▶ **WHAT YOU ARE ASKED TO DO**
Continue the personal reflection on curve balls and synchronicity below, starting after its last sentence.

▶ **SELECTED EXCERPT**
Life, as always, continues to give what I can only describe as some awesome reminders that it's ok to not have everything worked out or have all projects sorted. I don't think we ever can, even though there is a big part of me that LOVES having it all worked through ...because only then can I truly relax (ha ha ha!).
I've experienced a few out of the blue challenges over the past couple of weeks, but today I can reflect and sit with the reminder that, nothing ever stays the same for long, and if at any moment there's a whole lot of curve balls coming your way, it's ok just to let em hit you, say ouch, and wait for the next thing to unfold...rather than using energy trying to catch, dodge and manage the entire situation.
I can undoubtedly say from experience that synchronicity and coincidences are more common these days than anything else in my life really. I know that this process is taking me places it needs to and giving me all the lessons (and perhaps a few more!) along the way.
To speak specifics, after experiencing the minor 'emotional storm' that hit me the other week, (and now if one goes for the complete 'cliche' and says) the sun is definitely out again. These past 2 days have just blown me away with what has unfolded, without me doing anything really.
Firstly the other evening, I had my thoughts focused to NYC and travelling back there next year, (while I was singing, 'Empire State of Mind' to the deaf cat in the apt I live in) and behold, I checked Facebook mid verse, only to find a kind stranger who'd found my YouTube channel and happened to live in NY, just wanting to connect, say hi and give his thoughts on what he'd watched. Such a simple delight that hugely made my evening, and was entirely spooky with it's timing!

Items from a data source
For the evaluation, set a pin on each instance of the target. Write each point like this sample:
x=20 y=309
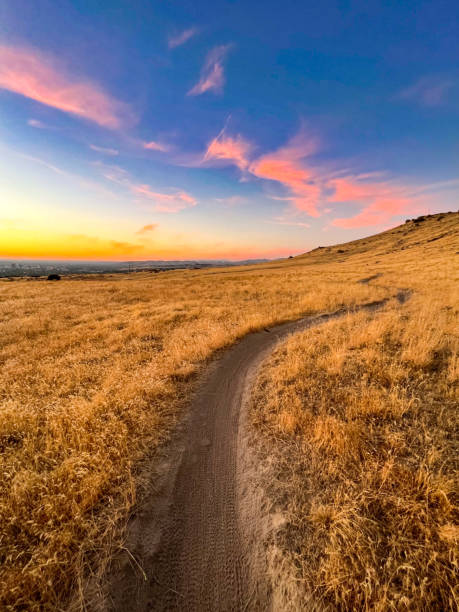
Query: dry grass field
x=363 y=415
x=95 y=372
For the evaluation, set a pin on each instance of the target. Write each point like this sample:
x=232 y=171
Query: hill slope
x=95 y=375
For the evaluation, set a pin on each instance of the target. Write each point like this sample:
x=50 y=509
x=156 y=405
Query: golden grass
x=362 y=416
x=94 y=374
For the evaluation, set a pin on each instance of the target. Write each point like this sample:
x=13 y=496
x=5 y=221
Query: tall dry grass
x=93 y=375
x=362 y=416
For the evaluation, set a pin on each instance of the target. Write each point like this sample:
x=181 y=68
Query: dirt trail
x=187 y=548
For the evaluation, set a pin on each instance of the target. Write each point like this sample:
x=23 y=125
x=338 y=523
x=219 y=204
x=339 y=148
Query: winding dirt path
x=188 y=547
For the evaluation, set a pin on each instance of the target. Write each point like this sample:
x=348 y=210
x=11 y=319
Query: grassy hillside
x=362 y=418
x=96 y=371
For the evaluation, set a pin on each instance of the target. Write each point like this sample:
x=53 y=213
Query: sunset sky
x=242 y=129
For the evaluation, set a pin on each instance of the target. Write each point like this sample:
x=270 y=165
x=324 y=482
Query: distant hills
x=37 y=267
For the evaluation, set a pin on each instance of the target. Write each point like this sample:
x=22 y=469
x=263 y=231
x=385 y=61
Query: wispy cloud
x=287 y=221
x=428 y=91
x=381 y=201
x=104 y=150
x=31 y=73
x=212 y=74
x=147 y=229
x=230 y=149
x=153 y=145
x=180 y=39
x=166 y=202
x=172 y=202
x=287 y=167
x=36 y=124
x=231 y=201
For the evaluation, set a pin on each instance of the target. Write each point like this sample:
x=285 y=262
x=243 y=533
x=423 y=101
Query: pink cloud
x=232 y=149
x=146 y=229
x=212 y=74
x=286 y=166
x=181 y=38
x=36 y=124
x=104 y=150
x=381 y=201
x=156 y=146
x=428 y=91
x=287 y=221
x=32 y=74
x=165 y=202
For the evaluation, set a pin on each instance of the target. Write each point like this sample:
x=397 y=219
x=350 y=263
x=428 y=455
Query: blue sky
x=222 y=129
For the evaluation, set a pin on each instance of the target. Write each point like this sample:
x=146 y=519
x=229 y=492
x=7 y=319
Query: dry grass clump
x=95 y=371
x=363 y=415
x=93 y=375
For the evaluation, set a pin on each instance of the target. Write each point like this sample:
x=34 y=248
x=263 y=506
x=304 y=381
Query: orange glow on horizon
x=15 y=244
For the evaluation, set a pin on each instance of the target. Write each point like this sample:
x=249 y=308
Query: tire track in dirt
x=187 y=548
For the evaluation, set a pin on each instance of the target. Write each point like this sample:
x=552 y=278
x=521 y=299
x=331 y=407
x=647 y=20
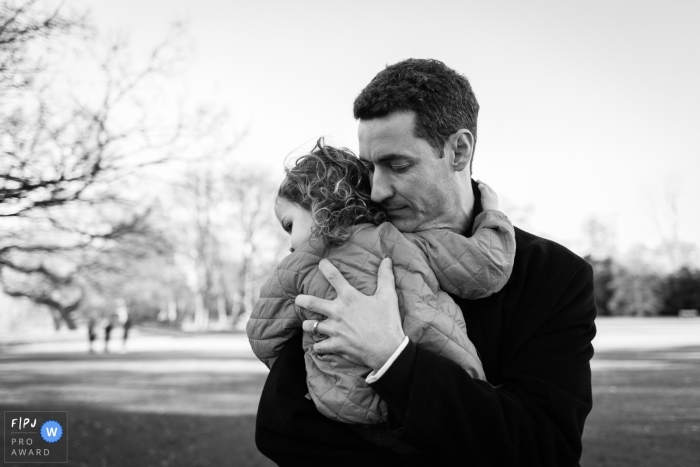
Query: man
x=417 y=134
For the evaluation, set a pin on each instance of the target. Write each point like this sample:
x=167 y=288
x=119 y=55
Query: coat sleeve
x=471 y=267
x=274 y=320
x=535 y=416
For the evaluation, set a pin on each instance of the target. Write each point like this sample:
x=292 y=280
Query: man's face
x=411 y=183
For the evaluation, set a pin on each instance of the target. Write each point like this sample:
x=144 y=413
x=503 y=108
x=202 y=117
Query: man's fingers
x=334 y=276
x=385 y=276
x=315 y=304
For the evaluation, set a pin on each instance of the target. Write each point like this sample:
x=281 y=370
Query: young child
x=324 y=204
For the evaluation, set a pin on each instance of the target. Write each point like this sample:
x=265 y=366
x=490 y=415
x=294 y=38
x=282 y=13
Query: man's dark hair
x=442 y=99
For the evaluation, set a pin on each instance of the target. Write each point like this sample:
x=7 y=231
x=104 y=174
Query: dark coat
x=534 y=338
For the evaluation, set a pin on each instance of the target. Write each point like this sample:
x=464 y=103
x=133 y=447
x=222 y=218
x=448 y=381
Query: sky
x=589 y=110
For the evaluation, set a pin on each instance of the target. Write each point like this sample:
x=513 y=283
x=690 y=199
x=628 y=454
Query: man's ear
x=461 y=146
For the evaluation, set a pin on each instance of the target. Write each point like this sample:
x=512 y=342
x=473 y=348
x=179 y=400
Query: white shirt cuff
x=375 y=375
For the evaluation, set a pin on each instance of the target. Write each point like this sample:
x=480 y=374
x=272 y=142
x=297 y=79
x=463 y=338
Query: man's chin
x=403 y=223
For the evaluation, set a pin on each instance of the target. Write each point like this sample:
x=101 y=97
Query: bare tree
x=67 y=166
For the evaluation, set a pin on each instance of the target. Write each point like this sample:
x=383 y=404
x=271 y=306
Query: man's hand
x=363 y=329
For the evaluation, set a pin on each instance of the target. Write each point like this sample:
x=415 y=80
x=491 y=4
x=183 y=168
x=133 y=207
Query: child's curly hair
x=333 y=185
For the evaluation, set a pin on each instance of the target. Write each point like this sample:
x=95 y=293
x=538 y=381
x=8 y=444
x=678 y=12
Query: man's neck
x=476 y=208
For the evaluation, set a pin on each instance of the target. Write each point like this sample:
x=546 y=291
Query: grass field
x=183 y=400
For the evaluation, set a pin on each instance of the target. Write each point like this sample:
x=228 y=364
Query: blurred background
x=141 y=143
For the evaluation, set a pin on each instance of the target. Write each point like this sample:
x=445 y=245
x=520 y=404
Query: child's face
x=296 y=221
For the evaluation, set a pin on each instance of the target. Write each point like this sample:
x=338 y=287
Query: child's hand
x=489 y=198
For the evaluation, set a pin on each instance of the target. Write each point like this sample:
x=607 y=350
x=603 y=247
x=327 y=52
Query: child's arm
x=477 y=266
x=274 y=320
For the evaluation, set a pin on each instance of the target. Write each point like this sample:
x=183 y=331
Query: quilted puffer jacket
x=427 y=266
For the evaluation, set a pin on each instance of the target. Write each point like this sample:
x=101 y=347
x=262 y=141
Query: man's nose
x=381 y=189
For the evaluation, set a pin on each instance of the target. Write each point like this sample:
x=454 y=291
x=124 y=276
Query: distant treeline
x=624 y=291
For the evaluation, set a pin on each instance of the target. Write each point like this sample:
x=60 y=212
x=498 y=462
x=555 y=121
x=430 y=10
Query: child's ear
x=461 y=145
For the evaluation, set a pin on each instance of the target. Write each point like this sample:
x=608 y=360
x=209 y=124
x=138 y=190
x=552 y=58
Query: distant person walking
x=92 y=335
x=108 y=331
x=127 y=325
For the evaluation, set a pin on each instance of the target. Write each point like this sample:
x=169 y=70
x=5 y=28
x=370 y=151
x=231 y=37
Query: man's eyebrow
x=387 y=158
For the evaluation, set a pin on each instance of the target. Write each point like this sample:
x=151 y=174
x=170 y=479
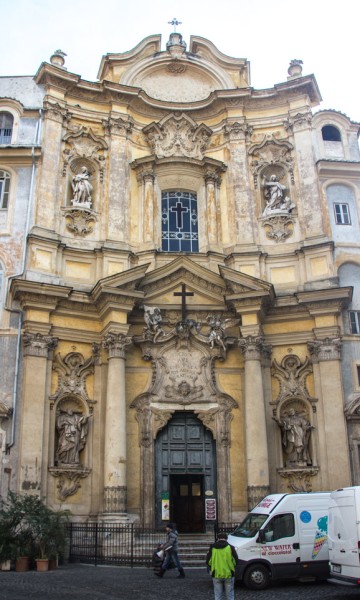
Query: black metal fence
x=118 y=544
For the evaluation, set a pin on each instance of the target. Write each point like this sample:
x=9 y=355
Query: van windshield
x=250 y=525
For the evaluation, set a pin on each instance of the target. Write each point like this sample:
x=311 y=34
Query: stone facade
x=191 y=249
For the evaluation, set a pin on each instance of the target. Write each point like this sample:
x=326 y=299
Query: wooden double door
x=185 y=472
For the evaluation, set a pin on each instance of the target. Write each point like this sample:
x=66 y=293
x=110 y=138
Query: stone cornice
x=32 y=294
x=19 y=155
x=325 y=301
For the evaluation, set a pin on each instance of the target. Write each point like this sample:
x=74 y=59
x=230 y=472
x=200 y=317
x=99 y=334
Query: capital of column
x=326 y=349
x=115 y=344
x=254 y=348
x=37 y=344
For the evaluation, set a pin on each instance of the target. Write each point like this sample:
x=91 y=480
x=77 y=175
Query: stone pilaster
x=334 y=451
x=118 y=208
x=149 y=208
x=299 y=124
x=255 y=420
x=241 y=209
x=33 y=437
x=54 y=116
x=212 y=184
x=115 y=488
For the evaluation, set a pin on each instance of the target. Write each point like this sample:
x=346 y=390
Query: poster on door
x=165 y=506
x=210 y=509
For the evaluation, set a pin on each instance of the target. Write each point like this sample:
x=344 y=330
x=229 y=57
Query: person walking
x=222 y=560
x=171 y=552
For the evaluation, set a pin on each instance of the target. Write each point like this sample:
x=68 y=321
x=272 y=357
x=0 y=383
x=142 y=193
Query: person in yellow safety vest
x=222 y=560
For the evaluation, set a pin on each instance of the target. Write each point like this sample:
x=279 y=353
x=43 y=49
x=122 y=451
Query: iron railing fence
x=119 y=544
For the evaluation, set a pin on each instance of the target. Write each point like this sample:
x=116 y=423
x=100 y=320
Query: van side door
x=281 y=546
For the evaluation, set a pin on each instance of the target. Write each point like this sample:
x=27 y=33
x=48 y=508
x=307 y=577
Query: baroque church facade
x=180 y=264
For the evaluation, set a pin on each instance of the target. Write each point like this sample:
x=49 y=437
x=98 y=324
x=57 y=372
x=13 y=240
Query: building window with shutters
x=6 y=127
x=342 y=214
x=179 y=222
x=4 y=190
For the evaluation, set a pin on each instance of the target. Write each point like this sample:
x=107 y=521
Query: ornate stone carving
x=72 y=372
x=299 y=480
x=115 y=500
x=291 y=375
x=80 y=221
x=152 y=318
x=69 y=480
x=115 y=344
x=256 y=493
x=296 y=431
x=82 y=148
x=236 y=132
x=118 y=126
x=298 y=121
x=37 y=344
x=278 y=228
x=218 y=327
x=275 y=195
x=327 y=349
x=252 y=347
x=178 y=135
x=274 y=154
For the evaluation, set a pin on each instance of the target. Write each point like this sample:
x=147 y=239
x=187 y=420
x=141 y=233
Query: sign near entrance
x=210 y=509
x=165 y=506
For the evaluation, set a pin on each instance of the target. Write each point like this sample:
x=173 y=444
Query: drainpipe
x=20 y=274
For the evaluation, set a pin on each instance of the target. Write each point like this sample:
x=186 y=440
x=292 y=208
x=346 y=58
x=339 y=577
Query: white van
x=344 y=534
x=283 y=537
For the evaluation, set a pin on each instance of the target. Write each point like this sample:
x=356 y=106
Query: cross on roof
x=183 y=295
x=175 y=22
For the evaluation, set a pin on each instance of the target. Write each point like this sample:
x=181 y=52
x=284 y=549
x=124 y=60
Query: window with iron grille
x=6 y=127
x=4 y=189
x=342 y=214
x=179 y=222
x=354 y=316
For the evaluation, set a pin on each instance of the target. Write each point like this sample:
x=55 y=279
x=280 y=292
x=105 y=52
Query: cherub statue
x=217 y=330
x=152 y=317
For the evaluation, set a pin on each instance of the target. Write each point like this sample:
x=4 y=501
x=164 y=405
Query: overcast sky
x=324 y=34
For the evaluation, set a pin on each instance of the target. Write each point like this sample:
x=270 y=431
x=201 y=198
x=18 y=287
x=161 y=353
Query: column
x=118 y=177
x=334 y=458
x=47 y=205
x=148 y=209
x=115 y=491
x=255 y=421
x=35 y=412
x=241 y=205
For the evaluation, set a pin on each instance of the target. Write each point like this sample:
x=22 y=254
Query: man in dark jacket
x=222 y=560
x=171 y=552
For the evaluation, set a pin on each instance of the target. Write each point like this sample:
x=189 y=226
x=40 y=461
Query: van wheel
x=257 y=577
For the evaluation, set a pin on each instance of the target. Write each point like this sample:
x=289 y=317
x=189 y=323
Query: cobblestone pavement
x=79 y=582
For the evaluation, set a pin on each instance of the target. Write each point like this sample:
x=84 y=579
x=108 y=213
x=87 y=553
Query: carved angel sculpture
x=217 y=330
x=152 y=318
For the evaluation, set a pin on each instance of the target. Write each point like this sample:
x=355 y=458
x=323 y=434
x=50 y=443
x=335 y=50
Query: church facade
x=180 y=268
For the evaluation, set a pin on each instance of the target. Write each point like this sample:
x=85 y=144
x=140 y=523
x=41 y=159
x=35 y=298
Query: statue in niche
x=153 y=318
x=276 y=200
x=82 y=188
x=217 y=330
x=72 y=429
x=296 y=430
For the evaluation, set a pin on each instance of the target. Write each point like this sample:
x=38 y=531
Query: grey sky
x=324 y=35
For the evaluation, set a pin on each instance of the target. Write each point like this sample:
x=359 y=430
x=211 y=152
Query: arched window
x=331 y=134
x=4 y=189
x=6 y=127
x=179 y=220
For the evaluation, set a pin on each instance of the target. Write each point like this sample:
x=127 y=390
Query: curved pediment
x=175 y=75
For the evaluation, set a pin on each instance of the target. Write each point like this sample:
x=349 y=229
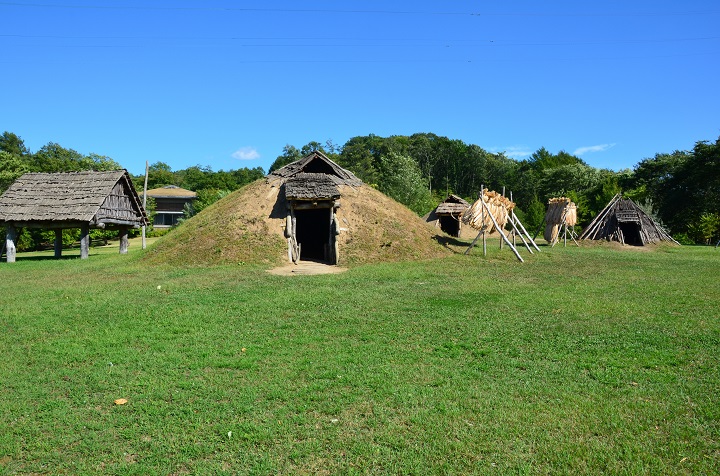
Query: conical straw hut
x=561 y=211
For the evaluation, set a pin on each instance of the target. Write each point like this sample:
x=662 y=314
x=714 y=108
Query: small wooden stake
x=10 y=235
x=123 y=240
x=84 y=241
x=58 y=242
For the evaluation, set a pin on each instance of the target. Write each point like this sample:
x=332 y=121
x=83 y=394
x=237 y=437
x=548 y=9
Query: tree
x=159 y=175
x=401 y=178
x=290 y=154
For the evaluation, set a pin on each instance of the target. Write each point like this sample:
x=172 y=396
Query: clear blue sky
x=229 y=83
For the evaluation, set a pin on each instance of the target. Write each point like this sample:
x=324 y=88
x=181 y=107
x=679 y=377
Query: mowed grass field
x=580 y=361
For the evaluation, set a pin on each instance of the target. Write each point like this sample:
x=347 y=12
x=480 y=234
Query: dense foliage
x=681 y=189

▶ **ANSWER**
Secondly, I've been stalling on booking a surgeon appointment over in Perth, basically just out of fear of not knowing where I'd stay, when I'd go, what the cost would be etc etc and finally yesterday I kicked myself in the butt (metaphorically, not that flexible!) to just call and book in a random date. I did this, and no longer than 12 hours later, by chance I was up early (after being gently dragged to 6am boxing by my gorgeous flat mate) wandering what the heck I'd do with my morning as all of a sudden I had an extra 3 hours to play with that is usually dedicated to sleep...to find a fb message from a fellow transfriend from Perth who'd just arrived in Sydney and wanted to know if I was free to catch up. We had brunch and not even 10 mins into the conversation did he remind me that he lives 10 mins way from this surgeon and I can stay with him if it'd help. Ummm right?!?!
And lastly I thought to myself, it'd be really handy to have some extra cash flow come my way to not have to dip into savings for this trip to Perth...only to be greeted today by a plethora of emails from one of my jobs asking me if I wanted all these extra shifts...
Oh and not to mention my flat mate is migrating OS soon so I needed to find a new place to stay. I happened to have a coffee catch up with a friend last weekend (medical doctor & actor - nice mix for me really!) who has a spare room and mentioned they needed a little extra cash ... so bob's your uncle I have a new place to move to next month.
A week ago, I had no idea what to do about Perth and whether I should go check this surgeon out, where I'd be living next month and if I'd still know people when I get to NY next year (to name just a few).
So in conclusion it's just such a beautiful reminder for me again to know that it's ok to give up planning life and where it's all heading ... that question "where do you wanna be in 5 years time" which is drilled into us if we want to live a 'successful life' (whatever that means!) from so many authority figures, I now confidentially answer "I have no idea but I can't wait to find out" because life seems to be doing a pretty amazing job at sorting out where I need to be and what I'm meant to be doing. I don't have a clue until it happens, and that is the most relaxing place to be in, because I know wholeheartedly there is something bigger orchestrating a lot right now. I'm just gonna trust and (as a wise person I know always says) "be a shark in the water looking for clues and just follow the bread crumbs" ... thank god for that!